### Problem to work on
Extend the passage on the old flag and national symbols below, picking up after its final sentence.

--- Selected passage Enclosed Below ---

And then, of course, there are many moral questions about the enjoyment of privileges bestowed by a system that is, at the same time, committing a crime against humanity (for which, I should add, very few of its leaders or agents were ever prosecuted).

We should therefore not be surprised at the outrage over the use of the old flag — regardless of whether it was displayed widely or only in isolated incidents. And I want to argue that the appearance of the flag is a symptom of a society that, on the whole political spectrum, is questioning exactly the compromise, the shared future, that the new flag is supposed to symbolise.

So, why does this matter? The answer might lie in the relationship between symbols and how we view the world around us. Accepting or rejecting a political symbol with a very specific meaning indicates something about the state of our nation. We should ask questions about the meaning of these symbols and their places in the national conversation.

Germany has laws banning Nazi symbols. They have Volksverhetzung, where the waving of the Nazi flag can be seen as a “incitement to hatred” and a call for action against a certain segment of the population. The use of a symbol is regarded as a direct call to action against a particular ethnic group.

--- End of Enclosed Selected passage ---
--- Given data Enclosed Below ---

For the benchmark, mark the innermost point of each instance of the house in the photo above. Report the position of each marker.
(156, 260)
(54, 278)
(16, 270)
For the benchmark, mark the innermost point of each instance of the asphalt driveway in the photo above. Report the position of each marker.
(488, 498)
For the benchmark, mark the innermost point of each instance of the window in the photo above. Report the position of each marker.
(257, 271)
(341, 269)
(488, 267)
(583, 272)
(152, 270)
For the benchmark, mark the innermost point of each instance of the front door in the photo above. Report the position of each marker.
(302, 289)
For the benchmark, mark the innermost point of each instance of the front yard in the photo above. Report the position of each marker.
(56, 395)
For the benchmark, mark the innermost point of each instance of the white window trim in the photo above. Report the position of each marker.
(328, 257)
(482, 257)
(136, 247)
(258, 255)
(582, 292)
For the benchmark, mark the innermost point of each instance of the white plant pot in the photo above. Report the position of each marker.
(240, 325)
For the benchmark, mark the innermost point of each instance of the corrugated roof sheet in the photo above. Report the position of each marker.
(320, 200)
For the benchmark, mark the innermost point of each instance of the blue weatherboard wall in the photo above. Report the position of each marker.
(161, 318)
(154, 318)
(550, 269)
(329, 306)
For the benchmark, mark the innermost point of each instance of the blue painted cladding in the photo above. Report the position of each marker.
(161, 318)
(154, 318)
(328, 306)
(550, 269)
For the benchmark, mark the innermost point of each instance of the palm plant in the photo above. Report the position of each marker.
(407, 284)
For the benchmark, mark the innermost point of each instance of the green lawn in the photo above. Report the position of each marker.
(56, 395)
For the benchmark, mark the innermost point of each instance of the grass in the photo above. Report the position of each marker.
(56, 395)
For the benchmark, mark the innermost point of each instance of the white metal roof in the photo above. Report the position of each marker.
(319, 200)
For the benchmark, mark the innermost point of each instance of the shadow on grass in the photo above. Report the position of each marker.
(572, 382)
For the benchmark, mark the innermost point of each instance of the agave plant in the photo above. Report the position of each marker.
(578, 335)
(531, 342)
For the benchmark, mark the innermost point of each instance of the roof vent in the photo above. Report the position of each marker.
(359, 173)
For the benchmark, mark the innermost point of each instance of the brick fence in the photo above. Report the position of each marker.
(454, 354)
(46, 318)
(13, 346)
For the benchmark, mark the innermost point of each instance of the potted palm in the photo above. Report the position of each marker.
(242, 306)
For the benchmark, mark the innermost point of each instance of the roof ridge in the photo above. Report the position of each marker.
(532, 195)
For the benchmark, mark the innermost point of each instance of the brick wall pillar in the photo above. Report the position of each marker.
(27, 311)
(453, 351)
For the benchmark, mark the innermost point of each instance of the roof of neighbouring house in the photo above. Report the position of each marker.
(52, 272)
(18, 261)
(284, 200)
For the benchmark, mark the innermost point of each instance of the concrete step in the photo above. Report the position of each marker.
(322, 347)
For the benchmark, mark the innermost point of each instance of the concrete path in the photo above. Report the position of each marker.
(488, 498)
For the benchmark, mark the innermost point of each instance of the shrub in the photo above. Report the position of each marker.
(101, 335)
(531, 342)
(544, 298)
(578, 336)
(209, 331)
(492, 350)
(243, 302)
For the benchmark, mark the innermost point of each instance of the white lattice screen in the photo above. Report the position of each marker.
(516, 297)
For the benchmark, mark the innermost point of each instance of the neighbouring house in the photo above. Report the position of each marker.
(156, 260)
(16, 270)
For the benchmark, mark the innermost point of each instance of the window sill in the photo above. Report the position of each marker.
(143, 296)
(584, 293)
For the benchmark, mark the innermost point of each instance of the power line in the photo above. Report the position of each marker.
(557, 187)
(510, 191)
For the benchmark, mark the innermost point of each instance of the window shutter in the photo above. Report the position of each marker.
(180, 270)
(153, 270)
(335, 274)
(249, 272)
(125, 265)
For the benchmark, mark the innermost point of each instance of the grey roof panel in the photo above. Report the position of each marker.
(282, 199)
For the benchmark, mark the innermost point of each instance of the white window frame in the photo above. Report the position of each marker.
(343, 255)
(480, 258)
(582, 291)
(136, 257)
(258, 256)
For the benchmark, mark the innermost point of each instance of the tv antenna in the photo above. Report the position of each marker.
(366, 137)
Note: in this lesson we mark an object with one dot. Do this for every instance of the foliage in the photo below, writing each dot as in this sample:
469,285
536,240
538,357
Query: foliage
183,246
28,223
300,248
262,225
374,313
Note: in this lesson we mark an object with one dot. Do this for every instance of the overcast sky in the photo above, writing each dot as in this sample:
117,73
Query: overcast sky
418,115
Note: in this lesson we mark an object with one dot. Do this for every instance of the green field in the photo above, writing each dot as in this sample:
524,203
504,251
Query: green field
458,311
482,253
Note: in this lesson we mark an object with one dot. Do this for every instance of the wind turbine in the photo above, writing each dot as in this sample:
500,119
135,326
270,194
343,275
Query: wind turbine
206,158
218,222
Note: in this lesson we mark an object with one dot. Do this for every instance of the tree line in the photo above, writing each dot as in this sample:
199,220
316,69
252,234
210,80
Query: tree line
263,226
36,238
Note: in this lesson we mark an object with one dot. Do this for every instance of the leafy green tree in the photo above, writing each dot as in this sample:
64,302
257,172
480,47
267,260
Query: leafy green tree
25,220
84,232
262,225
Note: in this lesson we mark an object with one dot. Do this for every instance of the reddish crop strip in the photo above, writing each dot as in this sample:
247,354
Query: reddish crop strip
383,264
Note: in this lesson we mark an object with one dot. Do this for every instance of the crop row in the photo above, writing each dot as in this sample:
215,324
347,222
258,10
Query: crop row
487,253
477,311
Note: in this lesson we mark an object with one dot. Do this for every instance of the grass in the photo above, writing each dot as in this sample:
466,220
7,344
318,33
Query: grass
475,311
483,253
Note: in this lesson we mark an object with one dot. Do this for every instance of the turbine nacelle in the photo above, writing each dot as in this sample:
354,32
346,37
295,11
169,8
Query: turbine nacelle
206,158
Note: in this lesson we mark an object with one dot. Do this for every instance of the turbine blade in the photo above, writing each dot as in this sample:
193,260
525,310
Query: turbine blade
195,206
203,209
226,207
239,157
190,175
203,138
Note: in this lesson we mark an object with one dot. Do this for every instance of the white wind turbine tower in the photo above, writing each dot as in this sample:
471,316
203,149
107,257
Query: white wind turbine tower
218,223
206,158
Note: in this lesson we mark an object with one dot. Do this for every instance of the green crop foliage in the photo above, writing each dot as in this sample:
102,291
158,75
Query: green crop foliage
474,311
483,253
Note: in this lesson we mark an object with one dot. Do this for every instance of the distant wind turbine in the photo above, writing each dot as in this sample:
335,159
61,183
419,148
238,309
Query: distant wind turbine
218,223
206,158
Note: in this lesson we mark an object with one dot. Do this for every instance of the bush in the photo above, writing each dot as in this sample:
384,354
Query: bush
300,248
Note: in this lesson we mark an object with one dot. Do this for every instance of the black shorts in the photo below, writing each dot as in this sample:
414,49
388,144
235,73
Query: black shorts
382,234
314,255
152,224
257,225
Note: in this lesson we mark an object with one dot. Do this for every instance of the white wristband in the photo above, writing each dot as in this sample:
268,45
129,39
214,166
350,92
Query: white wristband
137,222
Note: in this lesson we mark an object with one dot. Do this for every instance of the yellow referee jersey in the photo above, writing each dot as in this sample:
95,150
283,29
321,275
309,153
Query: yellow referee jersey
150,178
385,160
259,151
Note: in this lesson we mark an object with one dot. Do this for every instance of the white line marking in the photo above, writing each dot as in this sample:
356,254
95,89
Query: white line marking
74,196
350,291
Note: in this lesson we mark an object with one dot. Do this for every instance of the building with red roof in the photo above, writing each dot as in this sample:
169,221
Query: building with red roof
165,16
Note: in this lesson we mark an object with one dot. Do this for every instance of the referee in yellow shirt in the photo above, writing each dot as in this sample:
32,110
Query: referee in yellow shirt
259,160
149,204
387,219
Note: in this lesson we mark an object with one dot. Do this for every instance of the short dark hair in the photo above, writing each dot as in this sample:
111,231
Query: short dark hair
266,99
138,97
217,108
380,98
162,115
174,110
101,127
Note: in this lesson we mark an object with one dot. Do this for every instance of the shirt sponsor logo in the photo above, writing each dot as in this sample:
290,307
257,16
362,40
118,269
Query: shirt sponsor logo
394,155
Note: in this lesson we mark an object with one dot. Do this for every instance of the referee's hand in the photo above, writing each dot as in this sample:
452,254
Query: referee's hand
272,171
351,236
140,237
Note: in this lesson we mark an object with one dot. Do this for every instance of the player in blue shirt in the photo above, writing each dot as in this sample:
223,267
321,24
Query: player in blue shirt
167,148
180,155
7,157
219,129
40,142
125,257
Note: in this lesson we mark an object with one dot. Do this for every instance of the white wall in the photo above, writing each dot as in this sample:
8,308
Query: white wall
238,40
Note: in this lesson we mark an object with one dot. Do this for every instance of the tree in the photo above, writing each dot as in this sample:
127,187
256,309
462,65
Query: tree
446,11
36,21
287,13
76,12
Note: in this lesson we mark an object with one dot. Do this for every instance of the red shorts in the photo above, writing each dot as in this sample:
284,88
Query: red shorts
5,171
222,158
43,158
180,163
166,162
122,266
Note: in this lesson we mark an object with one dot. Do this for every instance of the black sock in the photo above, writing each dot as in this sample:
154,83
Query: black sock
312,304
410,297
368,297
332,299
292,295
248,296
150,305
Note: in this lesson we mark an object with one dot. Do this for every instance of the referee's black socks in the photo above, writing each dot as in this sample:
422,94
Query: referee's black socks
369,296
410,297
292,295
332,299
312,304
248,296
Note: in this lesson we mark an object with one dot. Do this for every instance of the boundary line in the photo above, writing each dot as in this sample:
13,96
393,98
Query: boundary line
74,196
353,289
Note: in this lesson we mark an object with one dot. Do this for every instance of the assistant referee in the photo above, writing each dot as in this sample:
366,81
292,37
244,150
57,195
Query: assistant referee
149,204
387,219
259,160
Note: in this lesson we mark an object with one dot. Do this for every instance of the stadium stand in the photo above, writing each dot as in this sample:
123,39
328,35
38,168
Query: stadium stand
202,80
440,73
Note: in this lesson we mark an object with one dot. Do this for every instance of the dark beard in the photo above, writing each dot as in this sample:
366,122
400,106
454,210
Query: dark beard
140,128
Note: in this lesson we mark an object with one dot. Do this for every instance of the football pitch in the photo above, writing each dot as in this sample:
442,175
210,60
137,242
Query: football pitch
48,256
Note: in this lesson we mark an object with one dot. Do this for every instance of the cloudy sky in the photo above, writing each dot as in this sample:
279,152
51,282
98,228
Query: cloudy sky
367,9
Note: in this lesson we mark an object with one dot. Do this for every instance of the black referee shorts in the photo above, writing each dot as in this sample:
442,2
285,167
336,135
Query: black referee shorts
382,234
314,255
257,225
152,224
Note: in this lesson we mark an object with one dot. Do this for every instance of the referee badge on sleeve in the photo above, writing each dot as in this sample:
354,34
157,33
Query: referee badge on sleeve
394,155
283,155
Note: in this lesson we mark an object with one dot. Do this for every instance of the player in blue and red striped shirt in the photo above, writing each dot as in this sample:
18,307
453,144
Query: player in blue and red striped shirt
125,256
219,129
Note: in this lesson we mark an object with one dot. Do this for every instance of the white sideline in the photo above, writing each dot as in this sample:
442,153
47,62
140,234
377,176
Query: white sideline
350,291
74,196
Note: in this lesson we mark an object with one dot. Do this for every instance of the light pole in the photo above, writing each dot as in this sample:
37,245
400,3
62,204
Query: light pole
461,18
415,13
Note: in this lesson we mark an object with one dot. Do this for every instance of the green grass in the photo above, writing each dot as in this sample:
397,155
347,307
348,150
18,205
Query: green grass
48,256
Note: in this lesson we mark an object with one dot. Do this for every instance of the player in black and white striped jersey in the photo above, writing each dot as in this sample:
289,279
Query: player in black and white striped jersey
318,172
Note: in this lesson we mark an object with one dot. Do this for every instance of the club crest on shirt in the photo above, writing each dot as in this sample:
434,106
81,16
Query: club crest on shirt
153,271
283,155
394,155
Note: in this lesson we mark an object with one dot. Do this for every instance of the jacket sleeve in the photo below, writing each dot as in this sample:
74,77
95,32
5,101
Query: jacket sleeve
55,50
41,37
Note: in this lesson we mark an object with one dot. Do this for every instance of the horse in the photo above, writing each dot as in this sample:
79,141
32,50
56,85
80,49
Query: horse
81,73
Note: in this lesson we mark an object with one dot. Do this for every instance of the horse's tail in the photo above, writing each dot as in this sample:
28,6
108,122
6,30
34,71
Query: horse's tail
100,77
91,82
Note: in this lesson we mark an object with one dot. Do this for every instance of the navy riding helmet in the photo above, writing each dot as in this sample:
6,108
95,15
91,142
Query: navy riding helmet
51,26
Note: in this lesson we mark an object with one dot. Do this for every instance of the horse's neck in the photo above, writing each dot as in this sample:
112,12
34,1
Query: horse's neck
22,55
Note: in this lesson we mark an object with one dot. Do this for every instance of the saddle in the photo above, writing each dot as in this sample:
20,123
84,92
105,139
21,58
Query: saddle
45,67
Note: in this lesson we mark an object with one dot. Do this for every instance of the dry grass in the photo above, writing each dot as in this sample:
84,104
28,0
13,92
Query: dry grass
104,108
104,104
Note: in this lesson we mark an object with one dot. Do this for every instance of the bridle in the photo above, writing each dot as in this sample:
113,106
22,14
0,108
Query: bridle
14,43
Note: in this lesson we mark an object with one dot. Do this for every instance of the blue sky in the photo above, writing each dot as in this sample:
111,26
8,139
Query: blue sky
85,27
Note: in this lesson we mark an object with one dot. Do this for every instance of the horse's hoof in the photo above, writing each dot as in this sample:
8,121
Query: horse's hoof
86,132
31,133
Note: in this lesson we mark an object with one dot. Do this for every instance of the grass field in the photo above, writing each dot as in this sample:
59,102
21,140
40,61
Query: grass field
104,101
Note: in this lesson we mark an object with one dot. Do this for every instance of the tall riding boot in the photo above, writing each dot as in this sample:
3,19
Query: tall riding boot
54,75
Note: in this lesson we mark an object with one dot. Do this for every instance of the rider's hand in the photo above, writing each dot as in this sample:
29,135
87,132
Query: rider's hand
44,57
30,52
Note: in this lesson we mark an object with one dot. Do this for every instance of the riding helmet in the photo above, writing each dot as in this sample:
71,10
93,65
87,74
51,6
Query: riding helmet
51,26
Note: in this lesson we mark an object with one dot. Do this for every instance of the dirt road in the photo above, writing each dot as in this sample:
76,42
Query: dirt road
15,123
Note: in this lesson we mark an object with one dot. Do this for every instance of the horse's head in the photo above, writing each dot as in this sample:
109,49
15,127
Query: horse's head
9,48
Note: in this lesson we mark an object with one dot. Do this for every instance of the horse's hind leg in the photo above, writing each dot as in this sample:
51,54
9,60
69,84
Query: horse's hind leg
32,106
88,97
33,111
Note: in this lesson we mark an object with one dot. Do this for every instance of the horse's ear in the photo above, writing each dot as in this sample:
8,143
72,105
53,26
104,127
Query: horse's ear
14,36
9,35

--- End of Enclosed Given data ---

### Result for this task
Arguably, the old South African flag symbolises the apartheid regime and its ideology, the idea that one race is more worthy of being protected than another, and the idea that black people are savages and somehow less human and should be treated as such. It is a denial of equality, of equal human dignity — and as such, it is unconstitutional.

If the groups who hijacked any attempt and meaningful conversation about farm murders want to deny that this is the premise on which the fight against the murder of farmers is based, there should be an outright condemnation of the use of the (old South African) flag and what it symbolises.